* _EXERCISE INSTRUCTIONS_
1 - Quote everything in the UAMS ANGELS article from "July 1, 2010" down to "around the world.", word for word.
2 - Extend the article on the UAMS ANGELS program's IT recognition, picking up after its last sentence.

* _SELECTED TEXT_
-.-.-
UAMS ANGELS Program Nationally Recognized as IT Leader

By Nate Hinkel

 Curtis Lowery, M.D., collected yet another award for his groundbreaking ANGELS program, this time for being an IT leader.

July 1, 2010 | The award-winning Antenatal and Neonatal Guidelines, Education and Learning System (ANGELS) program at the University of Arkansas for Medical Sciences (UAMS) recently was recognized as a national leader in using information technology to benefit society.

Curtis Lowery, M.D., chairman of the UAMS Department of Obstetrics and Gynecology, was commemorated June 7 as a Laureate by the Computerworld Honors Program at the 22nd Annual Laureates Medal Ceremony & Gala Awards Evening at the Andrew W. Mellon Auditorium in Washington, D.C. Computerworld is an international leader of providing technology news and information for IT influencers around the world.

The Computerworld Honors Program unites leaders of the world’s biggest information technology companies to recognize the most outstanding user achievements in technology each year. The technology achievements honored by the program are preserved and protected in national archives, and in over 350 universities, museums, and research institutions throughout the world.
-.-.-
* _DATA EXTRACT_
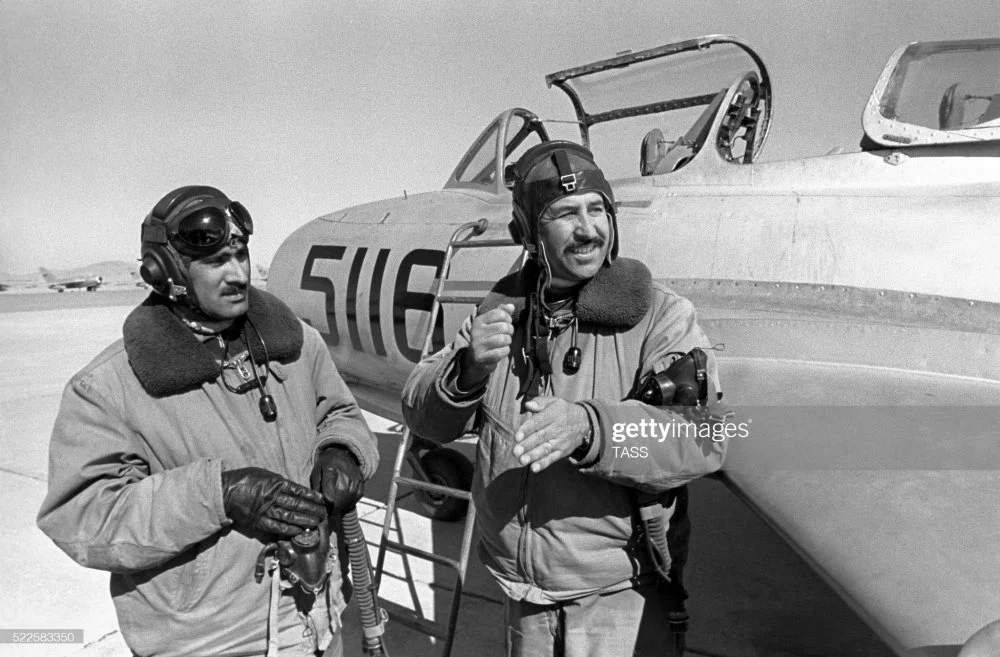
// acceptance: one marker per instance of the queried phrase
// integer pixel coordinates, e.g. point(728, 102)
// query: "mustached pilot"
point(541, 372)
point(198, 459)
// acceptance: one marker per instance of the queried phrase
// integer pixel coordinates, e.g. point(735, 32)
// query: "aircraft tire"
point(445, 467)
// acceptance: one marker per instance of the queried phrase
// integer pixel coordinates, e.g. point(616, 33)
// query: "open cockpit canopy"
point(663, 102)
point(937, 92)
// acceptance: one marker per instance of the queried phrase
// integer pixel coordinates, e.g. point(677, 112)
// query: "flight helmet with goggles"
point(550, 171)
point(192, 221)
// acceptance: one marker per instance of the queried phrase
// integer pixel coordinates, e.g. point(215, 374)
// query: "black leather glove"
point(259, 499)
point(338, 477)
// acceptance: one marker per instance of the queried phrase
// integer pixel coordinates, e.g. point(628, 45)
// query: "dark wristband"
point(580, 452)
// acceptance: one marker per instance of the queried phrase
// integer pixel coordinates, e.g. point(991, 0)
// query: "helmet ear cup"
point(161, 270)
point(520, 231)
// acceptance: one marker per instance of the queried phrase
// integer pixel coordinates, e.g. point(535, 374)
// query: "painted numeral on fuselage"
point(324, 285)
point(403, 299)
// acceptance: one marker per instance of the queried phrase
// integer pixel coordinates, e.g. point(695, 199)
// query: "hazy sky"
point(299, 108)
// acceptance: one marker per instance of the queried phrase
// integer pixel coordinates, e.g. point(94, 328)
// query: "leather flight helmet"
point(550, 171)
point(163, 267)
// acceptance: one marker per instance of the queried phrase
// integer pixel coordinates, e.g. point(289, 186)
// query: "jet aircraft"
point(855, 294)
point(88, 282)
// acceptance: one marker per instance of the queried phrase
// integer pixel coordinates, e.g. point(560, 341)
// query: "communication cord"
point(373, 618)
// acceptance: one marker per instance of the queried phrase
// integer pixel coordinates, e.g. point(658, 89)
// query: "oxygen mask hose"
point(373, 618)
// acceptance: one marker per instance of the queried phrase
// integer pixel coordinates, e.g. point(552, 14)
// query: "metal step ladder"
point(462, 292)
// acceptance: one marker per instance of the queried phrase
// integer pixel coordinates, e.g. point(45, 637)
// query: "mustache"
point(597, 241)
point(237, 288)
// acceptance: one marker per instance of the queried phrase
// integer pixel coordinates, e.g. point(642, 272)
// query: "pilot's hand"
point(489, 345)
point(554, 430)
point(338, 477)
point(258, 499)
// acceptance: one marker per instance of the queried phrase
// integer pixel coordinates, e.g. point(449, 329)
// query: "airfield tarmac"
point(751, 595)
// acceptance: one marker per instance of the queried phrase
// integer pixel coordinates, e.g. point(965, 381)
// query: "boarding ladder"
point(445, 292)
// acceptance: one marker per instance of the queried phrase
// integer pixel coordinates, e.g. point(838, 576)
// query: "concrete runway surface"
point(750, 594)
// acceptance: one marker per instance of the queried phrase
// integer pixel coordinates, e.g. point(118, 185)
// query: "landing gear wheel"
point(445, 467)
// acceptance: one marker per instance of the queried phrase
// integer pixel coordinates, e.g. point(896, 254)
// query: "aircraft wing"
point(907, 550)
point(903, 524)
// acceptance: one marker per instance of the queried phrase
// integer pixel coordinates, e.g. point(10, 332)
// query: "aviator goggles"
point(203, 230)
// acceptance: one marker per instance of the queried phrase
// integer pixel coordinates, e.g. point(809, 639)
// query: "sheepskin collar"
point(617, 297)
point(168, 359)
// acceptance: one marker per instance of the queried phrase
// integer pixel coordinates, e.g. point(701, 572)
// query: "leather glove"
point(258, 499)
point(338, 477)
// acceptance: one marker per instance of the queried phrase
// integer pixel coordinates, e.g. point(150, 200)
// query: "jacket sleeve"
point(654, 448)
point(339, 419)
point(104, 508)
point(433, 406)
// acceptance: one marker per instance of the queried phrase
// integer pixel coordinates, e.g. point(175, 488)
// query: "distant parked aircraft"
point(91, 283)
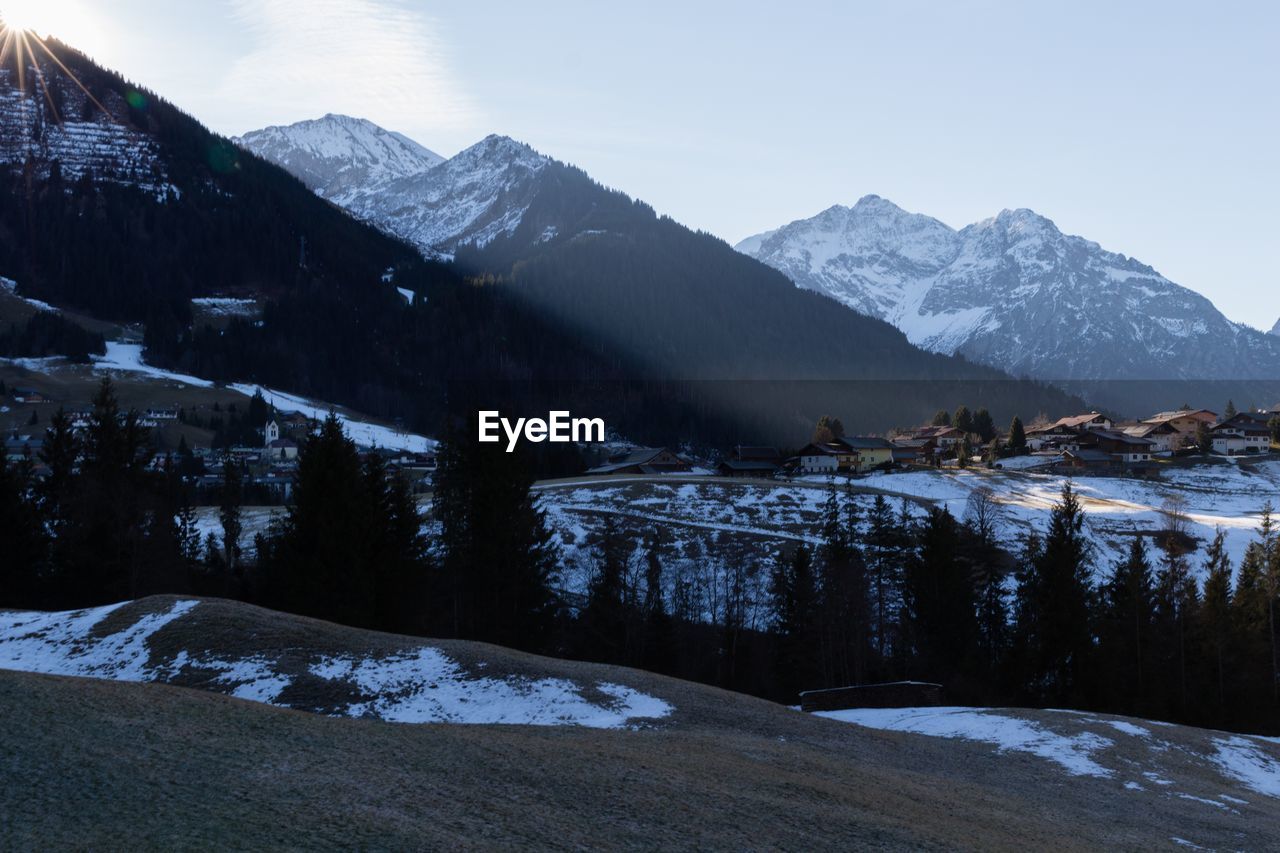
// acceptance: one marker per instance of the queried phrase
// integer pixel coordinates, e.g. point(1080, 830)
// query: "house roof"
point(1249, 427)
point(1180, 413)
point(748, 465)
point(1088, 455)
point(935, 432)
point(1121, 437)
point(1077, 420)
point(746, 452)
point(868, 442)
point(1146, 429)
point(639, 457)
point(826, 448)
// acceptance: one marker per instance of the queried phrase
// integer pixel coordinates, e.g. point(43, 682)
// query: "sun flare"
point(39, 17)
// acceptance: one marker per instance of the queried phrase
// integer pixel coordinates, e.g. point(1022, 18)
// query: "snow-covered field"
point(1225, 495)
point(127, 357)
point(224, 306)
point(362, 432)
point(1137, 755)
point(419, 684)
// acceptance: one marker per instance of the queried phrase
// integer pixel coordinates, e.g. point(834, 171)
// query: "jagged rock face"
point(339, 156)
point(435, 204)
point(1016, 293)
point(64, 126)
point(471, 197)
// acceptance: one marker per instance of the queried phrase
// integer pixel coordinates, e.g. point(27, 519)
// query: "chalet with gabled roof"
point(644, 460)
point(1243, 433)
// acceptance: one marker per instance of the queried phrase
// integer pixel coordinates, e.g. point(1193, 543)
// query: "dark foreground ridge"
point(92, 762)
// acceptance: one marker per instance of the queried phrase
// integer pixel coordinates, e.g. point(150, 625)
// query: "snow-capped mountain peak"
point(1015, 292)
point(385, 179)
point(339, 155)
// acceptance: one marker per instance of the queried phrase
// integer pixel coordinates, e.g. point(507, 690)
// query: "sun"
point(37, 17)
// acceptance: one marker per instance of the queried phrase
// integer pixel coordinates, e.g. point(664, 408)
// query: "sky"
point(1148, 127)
-.-.-
* _ANSWERS TO THE TASKS_
1 -
July 1, 2010 | The award-winning Antenatal and Neonatal Guidelines, Education and Learning System (ANGELS) program at the University of Arkansas for Medical Sciences (UAMS) recently was recognized as a national leader in using information technology to benefit society.

Curtis Lowery, M.D., chairman of the UAMS Department of Obstetrics and Gynecology, was commemorated June 7 as a Laureate by the Computerworld Honors Program at the 22nd Annual Laureates Medal Ceremony & Gala Awards Evening at the Andrew W. Mellon Auditorium in Washington, D.C. Computerworld is an international leader of providing technology news and information for IT influencers around the world.

2 -
“Being recognized by the Computerworld Honors program affords ANGELS the opportunity to be aligned with other leaders in information technology,” Lowery said. “But more importantly, it gives ANGELS a platform to disseminate knowledge and promote the use of technology in health care, demonstrating results that can be seen throughout a rural state such as Arkansas.”

Established in 2003 by the UAMS Division of Maternal-Fetal Medicine and the Arkansas Department of Human Services, ANGELS encompasses several complex women’s health issues including poor health, poverty, low birth weight and the medically underserved.

By developing a clinical telemedicine system that includes more than 40 sites statewide, rural communities are equipped for medical consultations and education.

This revolutionary system was created to ensure local access to specialized high-risk obstetrical care services that has allowed thousands of patients to remain at home during difficult pregnancies, eliminating the need to make an unnecessary trip to a faraway medical site.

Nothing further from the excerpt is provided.